• MATERIAL PROVIDED:
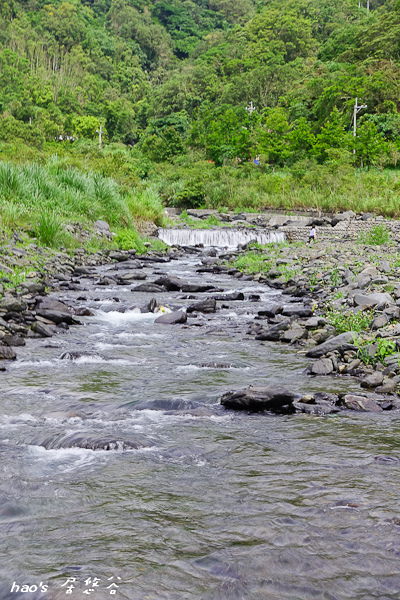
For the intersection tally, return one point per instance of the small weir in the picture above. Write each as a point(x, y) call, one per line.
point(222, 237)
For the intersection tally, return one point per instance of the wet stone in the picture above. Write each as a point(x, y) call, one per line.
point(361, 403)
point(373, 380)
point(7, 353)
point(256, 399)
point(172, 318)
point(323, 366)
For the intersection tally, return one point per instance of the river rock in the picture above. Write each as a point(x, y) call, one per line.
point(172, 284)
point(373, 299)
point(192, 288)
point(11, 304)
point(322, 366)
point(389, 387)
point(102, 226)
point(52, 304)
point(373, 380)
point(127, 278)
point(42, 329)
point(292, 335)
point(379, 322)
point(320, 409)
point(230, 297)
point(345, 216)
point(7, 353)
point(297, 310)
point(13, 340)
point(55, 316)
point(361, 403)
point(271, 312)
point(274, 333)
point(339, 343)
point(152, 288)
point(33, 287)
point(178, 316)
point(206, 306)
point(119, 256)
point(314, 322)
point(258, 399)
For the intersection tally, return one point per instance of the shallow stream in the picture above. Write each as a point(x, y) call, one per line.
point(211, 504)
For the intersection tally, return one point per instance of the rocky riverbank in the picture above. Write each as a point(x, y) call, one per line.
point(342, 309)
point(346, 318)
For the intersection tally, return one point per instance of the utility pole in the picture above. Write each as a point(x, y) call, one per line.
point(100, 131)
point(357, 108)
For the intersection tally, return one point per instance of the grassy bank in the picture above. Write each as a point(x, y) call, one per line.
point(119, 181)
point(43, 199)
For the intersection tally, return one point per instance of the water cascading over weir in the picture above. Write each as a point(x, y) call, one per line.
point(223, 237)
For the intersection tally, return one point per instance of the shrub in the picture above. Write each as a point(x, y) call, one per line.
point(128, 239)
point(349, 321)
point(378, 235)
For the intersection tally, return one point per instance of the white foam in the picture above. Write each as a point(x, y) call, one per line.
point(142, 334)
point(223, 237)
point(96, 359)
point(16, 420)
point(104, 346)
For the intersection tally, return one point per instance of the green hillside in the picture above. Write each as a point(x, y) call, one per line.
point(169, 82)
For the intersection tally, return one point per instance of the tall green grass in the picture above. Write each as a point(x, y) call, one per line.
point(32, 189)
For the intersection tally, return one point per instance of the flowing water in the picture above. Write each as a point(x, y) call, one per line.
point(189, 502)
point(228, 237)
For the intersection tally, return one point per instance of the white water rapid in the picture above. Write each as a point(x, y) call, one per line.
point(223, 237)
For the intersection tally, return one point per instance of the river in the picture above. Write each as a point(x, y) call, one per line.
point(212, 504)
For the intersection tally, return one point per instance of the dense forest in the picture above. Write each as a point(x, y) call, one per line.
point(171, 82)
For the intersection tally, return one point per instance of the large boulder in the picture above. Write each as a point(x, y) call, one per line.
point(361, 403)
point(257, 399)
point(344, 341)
--
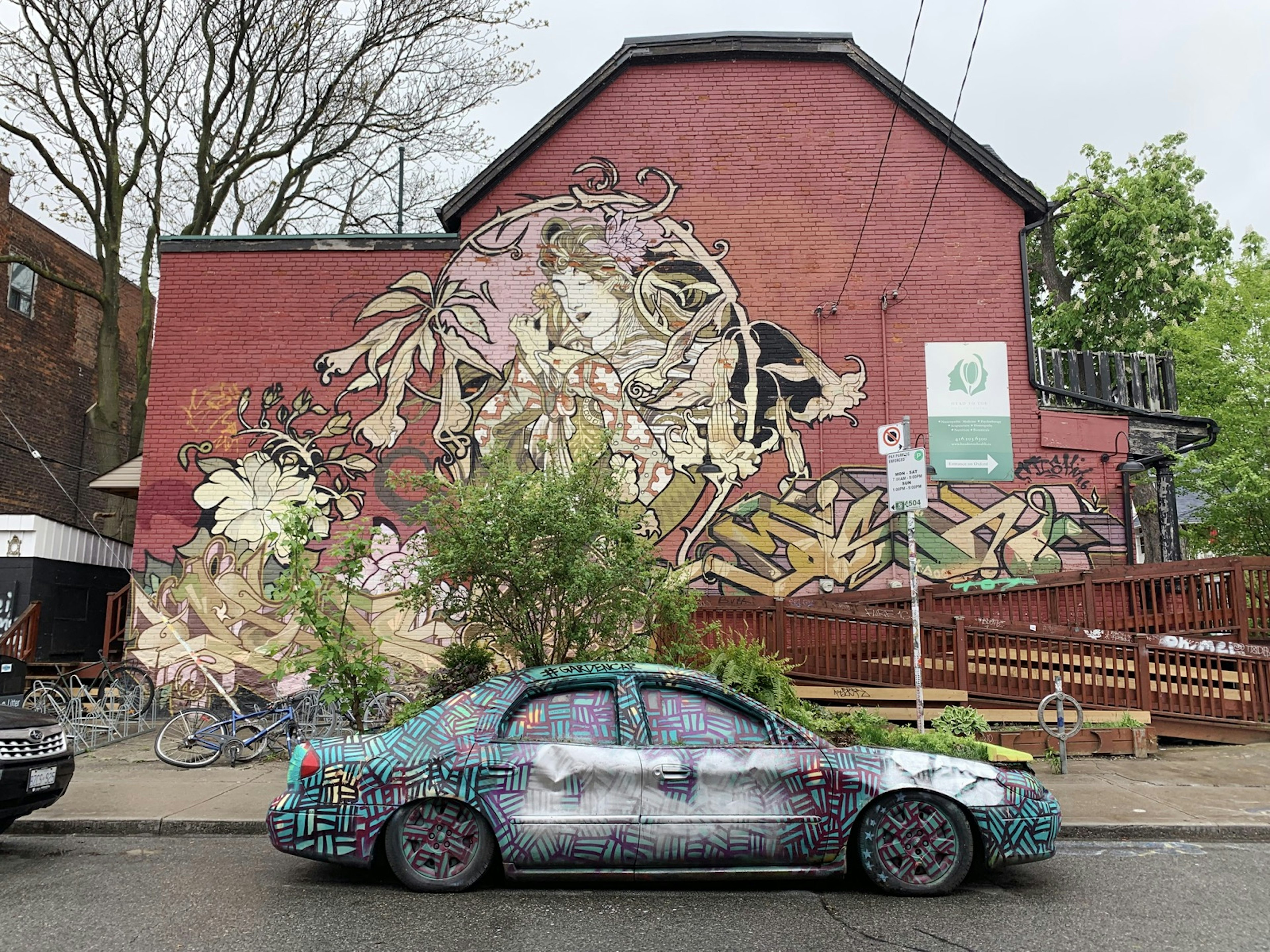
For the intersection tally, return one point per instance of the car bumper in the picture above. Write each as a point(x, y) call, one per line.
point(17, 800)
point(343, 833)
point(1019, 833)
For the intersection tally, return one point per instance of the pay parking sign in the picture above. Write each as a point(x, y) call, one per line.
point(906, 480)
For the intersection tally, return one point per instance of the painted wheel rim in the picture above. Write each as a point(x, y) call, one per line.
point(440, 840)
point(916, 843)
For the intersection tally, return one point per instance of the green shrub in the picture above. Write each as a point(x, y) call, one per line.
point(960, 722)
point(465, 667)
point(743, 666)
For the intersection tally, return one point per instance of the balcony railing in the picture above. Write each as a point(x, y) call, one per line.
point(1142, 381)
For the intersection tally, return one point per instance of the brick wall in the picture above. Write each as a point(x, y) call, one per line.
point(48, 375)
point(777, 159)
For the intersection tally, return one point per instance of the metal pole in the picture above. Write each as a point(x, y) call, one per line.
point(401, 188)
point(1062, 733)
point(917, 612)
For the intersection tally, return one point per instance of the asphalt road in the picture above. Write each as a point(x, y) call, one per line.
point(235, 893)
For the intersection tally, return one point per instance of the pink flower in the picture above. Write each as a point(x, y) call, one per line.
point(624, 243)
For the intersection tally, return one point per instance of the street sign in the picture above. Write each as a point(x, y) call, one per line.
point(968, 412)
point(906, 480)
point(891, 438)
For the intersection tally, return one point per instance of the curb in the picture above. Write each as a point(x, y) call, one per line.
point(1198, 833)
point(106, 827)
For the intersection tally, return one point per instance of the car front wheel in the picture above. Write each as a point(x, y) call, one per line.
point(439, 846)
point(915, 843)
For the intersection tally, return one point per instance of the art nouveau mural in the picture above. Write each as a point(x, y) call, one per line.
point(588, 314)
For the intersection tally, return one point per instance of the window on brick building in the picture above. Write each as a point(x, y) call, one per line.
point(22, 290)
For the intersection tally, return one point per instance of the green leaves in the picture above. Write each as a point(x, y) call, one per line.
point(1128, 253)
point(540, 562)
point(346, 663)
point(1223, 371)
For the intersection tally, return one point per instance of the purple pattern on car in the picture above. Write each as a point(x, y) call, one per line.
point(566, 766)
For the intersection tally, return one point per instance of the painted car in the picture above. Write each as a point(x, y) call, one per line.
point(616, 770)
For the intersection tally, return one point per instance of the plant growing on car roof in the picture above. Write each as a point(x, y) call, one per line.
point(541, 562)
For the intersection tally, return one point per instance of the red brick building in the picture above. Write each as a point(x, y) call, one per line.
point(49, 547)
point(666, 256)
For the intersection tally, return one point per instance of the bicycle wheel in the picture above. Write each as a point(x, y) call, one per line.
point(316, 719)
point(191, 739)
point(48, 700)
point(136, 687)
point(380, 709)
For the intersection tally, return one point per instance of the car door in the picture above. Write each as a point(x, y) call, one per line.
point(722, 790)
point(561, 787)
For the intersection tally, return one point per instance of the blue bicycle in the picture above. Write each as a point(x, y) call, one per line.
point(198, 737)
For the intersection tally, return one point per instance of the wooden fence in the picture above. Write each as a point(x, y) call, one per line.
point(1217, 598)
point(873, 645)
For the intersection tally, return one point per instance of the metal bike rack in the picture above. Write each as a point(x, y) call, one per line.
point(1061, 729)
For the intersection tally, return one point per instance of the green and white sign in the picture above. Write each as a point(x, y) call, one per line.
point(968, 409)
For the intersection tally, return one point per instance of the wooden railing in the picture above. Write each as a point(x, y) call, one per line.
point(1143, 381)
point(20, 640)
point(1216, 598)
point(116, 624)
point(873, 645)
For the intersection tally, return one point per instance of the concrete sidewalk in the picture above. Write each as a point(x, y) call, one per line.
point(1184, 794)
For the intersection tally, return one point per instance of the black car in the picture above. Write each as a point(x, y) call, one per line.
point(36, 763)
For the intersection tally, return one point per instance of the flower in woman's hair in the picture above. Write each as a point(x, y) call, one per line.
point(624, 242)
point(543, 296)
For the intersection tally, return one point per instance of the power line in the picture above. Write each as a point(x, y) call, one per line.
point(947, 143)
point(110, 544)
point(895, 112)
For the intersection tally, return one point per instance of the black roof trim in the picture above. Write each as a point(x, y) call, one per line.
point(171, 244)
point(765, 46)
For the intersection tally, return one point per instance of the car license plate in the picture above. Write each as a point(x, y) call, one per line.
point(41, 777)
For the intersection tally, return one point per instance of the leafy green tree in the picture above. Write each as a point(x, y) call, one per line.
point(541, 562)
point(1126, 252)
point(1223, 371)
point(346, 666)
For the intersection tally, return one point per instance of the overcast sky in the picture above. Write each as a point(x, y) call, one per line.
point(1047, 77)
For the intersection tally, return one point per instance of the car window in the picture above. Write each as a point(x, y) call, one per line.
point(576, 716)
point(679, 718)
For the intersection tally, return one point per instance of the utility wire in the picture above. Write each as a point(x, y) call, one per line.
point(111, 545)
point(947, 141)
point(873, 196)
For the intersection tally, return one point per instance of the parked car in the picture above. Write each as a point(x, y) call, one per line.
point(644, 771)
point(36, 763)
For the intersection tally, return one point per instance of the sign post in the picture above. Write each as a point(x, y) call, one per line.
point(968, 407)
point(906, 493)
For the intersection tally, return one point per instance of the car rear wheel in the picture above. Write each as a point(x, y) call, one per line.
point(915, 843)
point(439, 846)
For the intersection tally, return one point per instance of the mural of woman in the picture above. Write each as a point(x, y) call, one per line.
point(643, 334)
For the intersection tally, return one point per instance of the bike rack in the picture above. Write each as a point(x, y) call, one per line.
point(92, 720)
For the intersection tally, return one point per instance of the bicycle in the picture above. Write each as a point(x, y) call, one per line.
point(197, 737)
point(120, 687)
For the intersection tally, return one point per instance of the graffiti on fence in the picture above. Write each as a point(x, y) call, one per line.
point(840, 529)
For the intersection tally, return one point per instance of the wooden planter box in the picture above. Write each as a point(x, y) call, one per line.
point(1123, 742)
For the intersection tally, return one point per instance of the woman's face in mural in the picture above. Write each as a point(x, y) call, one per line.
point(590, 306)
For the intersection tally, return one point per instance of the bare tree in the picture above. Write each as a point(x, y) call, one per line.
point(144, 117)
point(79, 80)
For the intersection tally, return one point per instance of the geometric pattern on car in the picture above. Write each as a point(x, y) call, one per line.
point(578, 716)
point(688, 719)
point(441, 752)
--
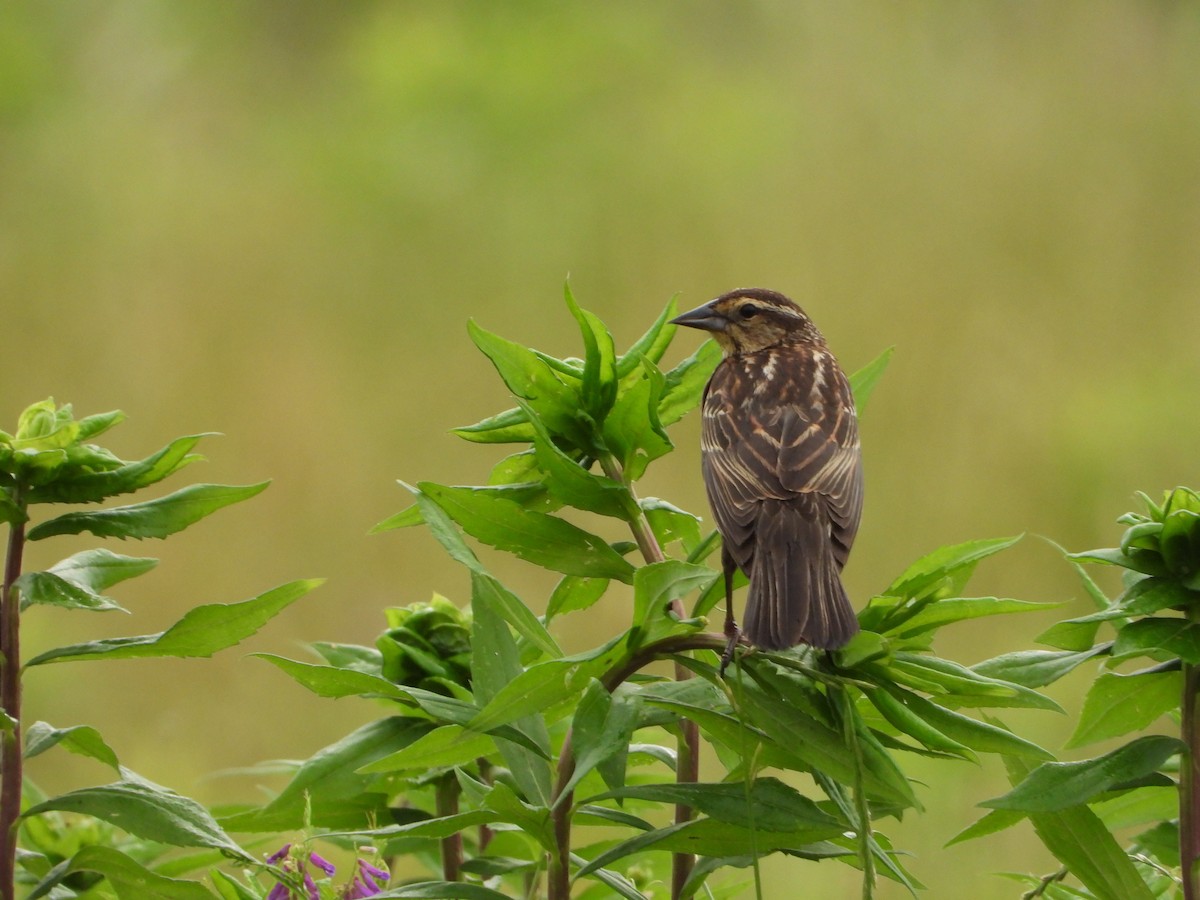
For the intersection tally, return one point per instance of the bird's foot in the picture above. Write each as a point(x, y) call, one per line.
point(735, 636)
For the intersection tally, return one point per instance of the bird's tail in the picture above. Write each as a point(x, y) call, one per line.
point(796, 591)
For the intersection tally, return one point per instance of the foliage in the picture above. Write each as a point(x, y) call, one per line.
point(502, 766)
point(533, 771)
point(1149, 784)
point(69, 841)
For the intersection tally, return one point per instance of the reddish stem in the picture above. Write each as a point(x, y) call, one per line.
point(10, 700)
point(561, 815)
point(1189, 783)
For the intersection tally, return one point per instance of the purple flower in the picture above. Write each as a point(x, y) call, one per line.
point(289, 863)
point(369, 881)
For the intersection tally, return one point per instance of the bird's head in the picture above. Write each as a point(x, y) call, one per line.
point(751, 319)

• WHAT IS NEEDED: Quote the records word for word, beginning at the line that contains "of the street" and stopping after the line that contains "point(588, 314)", with both of those lines included.

• SOLUTION:
For the intersection tally, return one point per instance of the street sign in the picture above. Write each as a point(x, y) call, one per line.
point(968, 412)
point(906, 480)
point(891, 438)
For the intersection tally, return one point per instance of the curb in the picture above. Write each as a point(x, y) call, one per line.
point(1198, 833)
point(106, 827)
For the intersection tally, return one point per instance of the car front wheel in the picture above. Write each as a point(x, y) call, one per line.
point(439, 846)
point(915, 843)
For the intersection tally, return one point per instance of the art nouveau mural in the picture above. Write each as a point(x, y) call, one per line.
point(588, 314)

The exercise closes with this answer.